:: Do this ::
Copy the records below word for word, from their first line through the line that contains "76), (64, 74)]]". Leave the pictures out of your copy.

:: Recorded data ::
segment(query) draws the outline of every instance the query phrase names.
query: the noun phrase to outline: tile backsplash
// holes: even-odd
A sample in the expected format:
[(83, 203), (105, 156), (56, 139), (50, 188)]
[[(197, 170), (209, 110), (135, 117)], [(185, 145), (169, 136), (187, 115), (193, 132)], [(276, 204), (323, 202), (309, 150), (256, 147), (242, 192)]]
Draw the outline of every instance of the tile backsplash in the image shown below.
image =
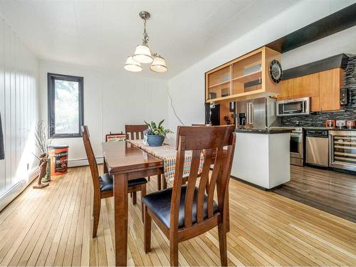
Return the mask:
[(278, 120), (283, 126), (325, 126), (325, 120), (356, 120), (356, 58), (350, 59), (345, 70), (345, 88), (351, 91), (351, 103), (344, 107), (345, 111), (320, 112), (303, 116), (280, 117)]

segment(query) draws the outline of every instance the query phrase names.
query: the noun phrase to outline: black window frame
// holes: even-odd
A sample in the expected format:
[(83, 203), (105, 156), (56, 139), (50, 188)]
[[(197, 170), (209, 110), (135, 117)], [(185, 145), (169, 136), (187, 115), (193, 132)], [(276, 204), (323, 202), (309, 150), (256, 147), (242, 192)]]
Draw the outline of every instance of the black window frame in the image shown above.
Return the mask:
[[(79, 125), (78, 134), (56, 134), (55, 133), (55, 84), (56, 80), (68, 80), (78, 83), (79, 98)], [(47, 73), (48, 86), (48, 138), (73, 138), (81, 137), (81, 127), (84, 125), (84, 78), (83, 77), (72, 76), (64, 74)]]

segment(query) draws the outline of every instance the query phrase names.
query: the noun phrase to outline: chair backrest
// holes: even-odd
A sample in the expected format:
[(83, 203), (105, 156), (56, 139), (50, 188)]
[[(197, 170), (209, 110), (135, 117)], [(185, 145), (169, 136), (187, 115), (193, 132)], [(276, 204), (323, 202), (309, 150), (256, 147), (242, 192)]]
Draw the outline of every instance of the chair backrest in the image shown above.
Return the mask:
[[(171, 229), (178, 227), (180, 196), (183, 180), (183, 167), (185, 152), (192, 150), (190, 173), (188, 178), (185, 203), (184, 227), (192, 226), (192, 209), (194, 190), (199, 172), (200, 157), (204, 157), (202, 172), (199, 179), (197, 200), (197, 223), (204, 223), (204, 202), (205, 192), (207, 199), (207, 219), (214, 216), (213, 201), (215, 188), (217, 189), (219, 209), (222, 214), (225, 206), (225, 194), (229, 187), (234, 152), (235, 149), (234, 125), (227, 126), (179, 126), (177, 132), (177, 162), (173, 182), (173, 192), (171, 204)], [(227, 147), (227, 153), (223, 151)], [(215, 156), (213, 156), (215, 155)], [(214, 157), (214, 158), (213, 158)], [(214, 162), (213, 162), (214, 160)], [(211, 177), (211, 165), (214, 168)]]
[(93, 151), (93, 147), (90, 144), (90, 140), (89, 139), (90, 135), (87, 125), (82, 126), (82, 135), (83, 142), (84, 143), (84, 147), (85, 149), (85, 153), (87, 155), (88, 161), (89, 162), (89, 167), (90, 167), (93, 184), (94, 186), (94, 192), (100, 192), (100, 184), (99, 182), (99, 170), (98, 169), (95, 156), (94, 155), (94, 152)]
[(147, 129), (148, 126), (146, 125), (125, 125), (126, 139), (132, 140), (143, 139), (143, 131)]

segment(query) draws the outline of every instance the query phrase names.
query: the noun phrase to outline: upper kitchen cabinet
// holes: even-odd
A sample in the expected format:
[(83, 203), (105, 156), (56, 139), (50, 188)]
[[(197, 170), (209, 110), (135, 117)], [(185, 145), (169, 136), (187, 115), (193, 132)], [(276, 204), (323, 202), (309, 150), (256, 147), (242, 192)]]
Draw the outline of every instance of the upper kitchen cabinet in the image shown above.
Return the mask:
[(208, 71), (206, 102), (232, 102), (280, 93), (281, 85), (270, 78), (273, 60), (281, 61), (281, 54), (262, 47)]
[(319, 74), (320, 111), (339, 110), (341, 108), (340, 90), (345, 83), (344, 70), (333, 68)]
[(206, 97), (221, 98), (230, 95), (231, 66), (222, 68), (208, 76)]
[(277, 100), (310, 98), (310, 111), (340, 110), (340, 90), (344, 86), (344, 70), (336, 68), (282, 80)]

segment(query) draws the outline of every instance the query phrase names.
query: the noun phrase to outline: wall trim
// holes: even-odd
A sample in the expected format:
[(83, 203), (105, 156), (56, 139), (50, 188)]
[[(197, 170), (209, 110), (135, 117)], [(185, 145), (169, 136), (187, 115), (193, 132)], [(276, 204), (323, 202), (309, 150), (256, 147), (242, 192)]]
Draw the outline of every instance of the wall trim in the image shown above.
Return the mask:
[(23, 179), (0, 195), (0, 211), (15, 199), (38, 175), (38, 167), (28, 171), (28, 179)]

:: Full response ::
segment(query) draws the outline of every instance the query phrase names.
query: the noun phrase to outline: tile backsplash
// holes: even-odd
A sample in the expected format:
[(83, 203), (105, 156), (56, 139), (50, 188)]
[[(197, 170), (209, 110), (135, 117)], [(185, 145), (169, 136), (187, 115), (193, 132)], [(276, 204), (323, 202), (309, 150), (256, 147), (242, 192)]]
Draw the outline of every instance of the tile backsplash in the image shown below.
image =
Return the mask:
[(278, 120), (283, 126), (325, 126), (325, 120), (356, 120), (356, 58), (350, 59), (345, 70), (345, 88), (351, 91), (351, 103), (344, 107), (345, 111), (320, 112), (303, 116), (280, 117)]

segment(query) draws the outline of every instance the query phrase names.
query: the noun phrase to outline: black window frame
// holes: even-odd
A sample in the expected format:
[(83, 203), (105, 156), (56, 139), (50, 188)]
[[(197, 170), (209, 110), (135, 117)], [(185, 145), (169, 136), (187, 115), (193, 132)], [(276, 204), (323, 202), (309, 150), (256, 147), (242, 192)]]
Draw the outline of every instance of the black window frame in the image shown above.
Return the mask:
[[(79, 125), (78, 134), (56, 134), (55, 133), (55, 84), (56, 80), (68, 80), (78, 83), (79, 98)], [(47, 73), (48, 86), (48, 138), (73, 138), (81, 137), (81, 127), (84, 125), (84, 78), (83, 77), (72, 76), (64, 74)]]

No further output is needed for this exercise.